SOURCE MATERIAL:
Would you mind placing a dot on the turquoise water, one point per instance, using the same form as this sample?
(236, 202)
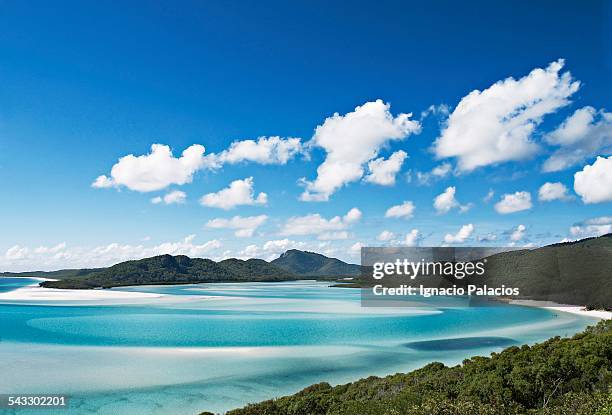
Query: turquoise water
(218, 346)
...
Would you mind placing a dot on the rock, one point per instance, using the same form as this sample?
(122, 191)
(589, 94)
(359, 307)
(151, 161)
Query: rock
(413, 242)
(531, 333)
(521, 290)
--
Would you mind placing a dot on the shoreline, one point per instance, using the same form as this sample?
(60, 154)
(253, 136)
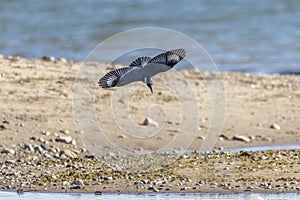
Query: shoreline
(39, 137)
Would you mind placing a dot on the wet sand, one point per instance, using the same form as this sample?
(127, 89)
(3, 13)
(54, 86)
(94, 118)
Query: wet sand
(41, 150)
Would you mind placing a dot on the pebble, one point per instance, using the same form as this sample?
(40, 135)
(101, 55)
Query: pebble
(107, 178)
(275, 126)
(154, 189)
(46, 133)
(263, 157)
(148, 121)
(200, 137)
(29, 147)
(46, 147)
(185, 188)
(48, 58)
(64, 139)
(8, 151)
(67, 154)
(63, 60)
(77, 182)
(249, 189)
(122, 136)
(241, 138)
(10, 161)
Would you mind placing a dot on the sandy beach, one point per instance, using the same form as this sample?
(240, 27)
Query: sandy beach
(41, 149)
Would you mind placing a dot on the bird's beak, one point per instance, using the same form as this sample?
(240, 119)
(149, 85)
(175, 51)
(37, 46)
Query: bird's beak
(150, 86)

HOW TO COMPLETE THIS TASK: Sift the data above for lines with "form", then copy each one.

WRITTEN ANSWER:
Would you mind placing a dot on the turquoise water, one point per instance, using the same form as this sample?
Would you mind placing a dot on the rock, one point per instance, using the same form as this sample?
Would you mind placing a dot on the shoreline, one point per instance, using the same form as this sample?
Would you mind placing a dot on the wet sand, one point per instance, using the same form as this sample?
Would you mind placing a dot on the pebble, one point per instance, using the same form as this sample?
Would you mind placing a dot on the sandy beach, one point per instance, using the same form as this sample?
Would you mind placing a dot on the bird's beak, one point per instance, using the same form as this sample?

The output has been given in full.